Passage to read.
******
And so in stoicism, they say momentum, or it’s a reminder that you’re going to die like that nothing is permanent and that we are on this path, but also to do an inventory of everything in our life and to not leave anything to chance, not leave anything unsaid, to not explore something to literally be like, Hey, this is it. And so what I’ve taken to adopt out of that is that no matter what happens from this point in my life, in an hour, from now a week from now a month from how I have no control over some circumstances, but I do have awareness that they’re going to come. nd that they’re going to happen and that things are inevitable. And the more aware I am of the entire field that I’m playing on, the better prepared I am.

Stoicism

So when you’re hit with a trigger, like my ad account got shut down, my business is ending, my employee quit. They’re seizing my assets that, we have the ability to stay in that moment without reacting to it. So we can become aware of our situation and choose how to respond. And so when I look back at. What I’ve survived through, them wanting to amputate my legs in 2005 to being in a wheelchair for 12 months and being told I’d never walk again to struggling with an eating disorder for most of my life, to being an addict with opiates, to, I’m attempting suicide and all of those things, what was surrounding those moments and looking back on them. Why I’ve always been here and been able to pick myself back up is I’ve always been really keen to do an inventory of what’s coming and what’s to happen. So I’m familiar with it and it never feels like I’m getting blindsided or punched in the face.

As an entrepreneur, I willingly give up safety and security in exchange for ambiguity. I give up a steady paycheck to then have to create my own. I give up the health insurance and benefits and retirement plan that might come from working on building somebody else’s vision to build my own and have to recreate it. And that means I also give up my clarity or my confidence to other people and I own it, which means that if I want safety, I have to create safety. If I want to plan, I have to create a plan. If I want to thrive through setbacks, I have to be aware of the setbacks and have a plan because at the end of the day, whether you work for somebody you’re work for yourself, the buck always stops with you.
******
Data listing.
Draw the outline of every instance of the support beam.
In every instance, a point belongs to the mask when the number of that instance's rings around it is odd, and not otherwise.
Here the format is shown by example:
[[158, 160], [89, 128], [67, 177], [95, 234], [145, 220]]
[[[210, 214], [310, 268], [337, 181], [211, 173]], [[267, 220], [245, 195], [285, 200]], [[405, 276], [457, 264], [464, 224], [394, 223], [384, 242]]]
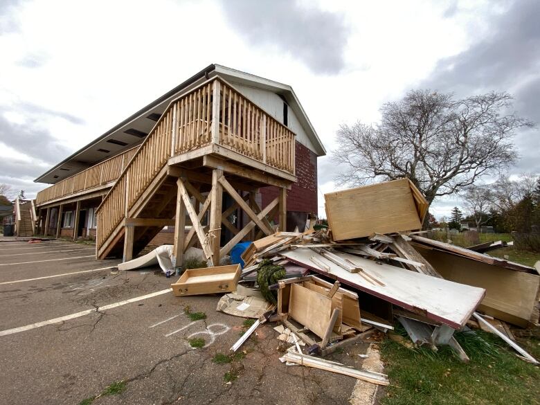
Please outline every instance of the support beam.
[[75, 206], [75, 222], [73, 223], [73, 240], [79, 237], [79, 219], [80, 217], [80, 201], [78, 201]]
[[287, 189], [280, 188], [280, 231], [287, 232]]
[[[270, 211], [271, 211], [276, 206], [278, 206], [278, 201], [279, 201], [279, 198], [276, 197], [276, 199], [272, 202], [268, 204], [264, 208], [264, 209], [262, 210], [262, 211], [261, 211], [258, 214], [258, 217], [259, 217], [259, 219], [263, 218], [265, 216], [267, 216]], [[225, 255], [226, 255], [228, 252], [230, 252], [231, 249], [232, 249], [233, 247], [234, 247], [234, 246], [237, 243], [240, 242], [244, 238], [244, 236], [246, 236], [248, 233], [249, 233], [249, 232], [251, 232], [251, 231], [253, 228], [255, 228], [255, 224], [254, 221], [251, 221], [249, 224], [246, 225], [242, 229], [242, 231], [240, 231], [236, 235], [236, 236], [235, 236], [233, 239], [228, 241], [227, 244], [226, 244], [222, 248], [221, 251], [219, 251], [219, 255], [221, 257], [223, 257]]]
[[[177, 185], [178, 186], [178, 190], [180, 192], [180, 194], [182, 196], [182, 199], [183, 199], [183, 204], [186, 206], [186, 209], [188, 210], [188, 214], [189, 214], [190, 219], [191, 219], [191, 226], [193, 226], [193, 228], [195, 229], [195, 232], [197, 233], [197, 235], [199, 237], [199, 241], [201, 242], [201, 246], [202, 246], [203, 251], [204, 251], [204, 254], [207, 258], [212, 258], [212, 251], [210, 249], [210, 246], [207, 246], [204, 243], [204, 231], [203, 230], [202, 226], [201, 226], [201, 222], [199, 222], [199, 218], [195, 213], [195, 210], [193, 209], [193, 206], [191, 205], [190, 196], [183, 186], [183, 182], [182, 181], [181, 179], [179, 178], [179, 179], [177, 181]], [[213, 264], [213, 260], [212, 260]]]
[[167, 218], [126, 218], [124, 224], [126, 226], [172, 226], [174, 219]]
[[[210, 237], [210, 240], [212, 241], [212, 262], [214, 263], [215, 266], [219, 265], [220, 257], [222, 203], [223, 201], [223, 188], [222, 188], [223, 183], [220, 181], [222, 179], [225, 179], [222, 169], [212, 170], [212, 190], [210, 192], [211, 208], [208, 233], [213, 234], [214, 236], [214, 237]], [[244, 200], [242, 201], [244, 202]]]
[[174, 268], [183, 265], [183, 244], [186, 240], [185, 228], [186, 205], [182, 198], [181, 188], [179, 186], [177, 194], [177, 212], [174, 217], [174, 246], [172, 249], [172, 266]]
[[223, 188], [226, 190], [229, 195], [231, 195], [231, 197], [232, 197], [233, 199], [237, 203], [238, 203], [238, 205], [244, 210], [244, 212], [246, 213], [250, 218], [251, 218], [251, 220], [255, 222], [257, 226], [260, 228], [262, 231], [264, 231], [267, 235], [271, 235], [273, 233], [273, 229], [269, 228], [268, 226], [266, 226], [266, 224], [257, 216], [257, 214], [255, 214], [249, 207], [249, 206], [247, 205], [246, 201], [244, 201], [244, 199], [242, 198], [237, 192], [236, 192], [236, 190], [233, 188], [233, 186], [229, 184], [228, 181], [226, 181], [225, 177], [222, 176], [219, 178], [219, 181], [222, 186], [223, 186]]
[[60, 231], [62, 230], [62, 215], [64, 212], [64, 204], [60, 204], [58, 207], [58, 218], [56, 222], [56, 237], [60, 237]]
[[127, 226], [124, 227], [124, 255], [122, 262], [129, 262], [133, 258], [133, 242], [135, 236], [135, 227]]
[[45, 214], [45, 225], [43, 228], [43, 235], [47, 236], [48, 235], [48, 226], [51, 221], [51, 207], [47, 208], [46, 213]]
******
Exercise tasks.
a - In the passage on stoicism, please rewrite the paragraph beginning "As an entrepreneur, I willingly give up" as a short bulleted list that keeps its main facts.
b - According to the passage on stoicism, how long was the speaker in a wheelchair?
c - Return the part of the passage on stoicism starting at "As an entrepreneur, I" and ending at "stops with you.".

Task-by-task results.
a -
- As an entrepreneur, the speaker trades safety and security for ambiguity.
- A steady paycheck is given up, so the speaker must create one.
- Health insurance, benefits and a retirement plan from building someone else's vision are given up and must be recreated.
- Safety, a plan and the ability to thrive through setbacks all have to be created by the speaker, which means being aware of setbacks and planning for them.
- Whether you work for someone else or for yourself, the buck always stops with you.

b - 12 months.

c -
As an entrepreneur, I willingly give up safety and security in exchange for ambiguity. I give up a steady paycheck to then have to create my own. I give up the health insurance and benefits and retirement plan that might come from working on building somebody else’s vision to build my own and have to recreate it. And that means I also give up my clarity or my confidence to other people and I own it, which means that if I want safety, I have to create safety. If I want to plan, I have to create a plan. If I want to thrive through setbacks, I have to be aware of the setbacks and have a plan because at the end of the day, whether you work for somebody you’re work for yourself, the buck always stops with you.